→ **EXERCISE PROMPT**: Could you convert every line of the material below into a Markdown table with the columns Row and Line, numbering the rows and leaving out blank lines?

→ **DATASET EXCERPTS**:
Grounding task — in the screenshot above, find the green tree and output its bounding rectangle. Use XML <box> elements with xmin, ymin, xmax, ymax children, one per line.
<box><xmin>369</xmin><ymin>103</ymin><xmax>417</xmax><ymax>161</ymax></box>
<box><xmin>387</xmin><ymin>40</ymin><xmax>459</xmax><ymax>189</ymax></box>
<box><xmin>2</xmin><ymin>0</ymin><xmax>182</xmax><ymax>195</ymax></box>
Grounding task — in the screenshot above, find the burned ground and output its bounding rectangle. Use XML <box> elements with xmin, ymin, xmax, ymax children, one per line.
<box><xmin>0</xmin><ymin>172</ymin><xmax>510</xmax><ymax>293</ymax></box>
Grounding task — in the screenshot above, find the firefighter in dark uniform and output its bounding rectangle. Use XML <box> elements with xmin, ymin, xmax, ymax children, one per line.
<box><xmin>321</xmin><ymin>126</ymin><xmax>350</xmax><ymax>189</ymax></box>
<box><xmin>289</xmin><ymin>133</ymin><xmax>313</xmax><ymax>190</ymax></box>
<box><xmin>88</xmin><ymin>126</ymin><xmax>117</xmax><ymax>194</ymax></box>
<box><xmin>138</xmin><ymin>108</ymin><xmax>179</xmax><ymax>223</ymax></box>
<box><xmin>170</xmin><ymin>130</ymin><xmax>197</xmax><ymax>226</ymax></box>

→ **RESPONSE FOR THIS EXERCISE**:
| Row | Line |
|---|---|
| 1 | Grounding task — in the screenshot above, find the green tree and output its bounding rectangle. Use XML <box> elements with xmin, ymin, xmax, ymax children, one per line. |
| 2 | <box><xmin>369</xmin><ymin>103</ymin><xmax>417</xmax><ymax>161</ymax></box> |
| 3 | <box><xmin>387</xmin><ymin>40</ymin><xmax>459</xmax><ymax>189</ymax></box> |
| 4 | <box><xmin>2</xmin><ymin>0</ymin><xmax>182</xmax><ymax>195</ymax></box> |
| 5 | Grounding task — in the screenshot above, find the burned ground and output its bounding rectangle. Use XML <box> elements with xmin, ymin, xmax, ymax children, one per line. |
| 6 | <box><xmin>0</xmin><ymin>172</ymin><xmax>510</xmax><ymax>293</ymax></box> |
| 7 | Grounding task — in the screenshot above, find the firefighter in dark uniform and output its bounding rectangle. Use XML <box> elements with xmin, ymin, xmax, ymax children, one per line. |
| 8 | <box><xmin>321</xmin><ymin>126</ymin><xmax>350</xmax><ymax>189</ymax></box> |
| 9 | <box><xmin>289</xmin><ymin>133</ymin><xmax>313</xmax><ymax>190</ymax></box> |
| 10 | <box><xmin>88</xmin><ymin>126</ymin><xmax>117</xmax><ymax>194</ymax></box> |
| 11 | <box><xmin>138</xmin><ymin>108</ymin><xmax>179</xmax><ymax>223</ymax></box> |
| 12 | <box><xmin>170</xmin><ymin>130</ymin><xmax>197</xmax><ymax>226</ymax></box> |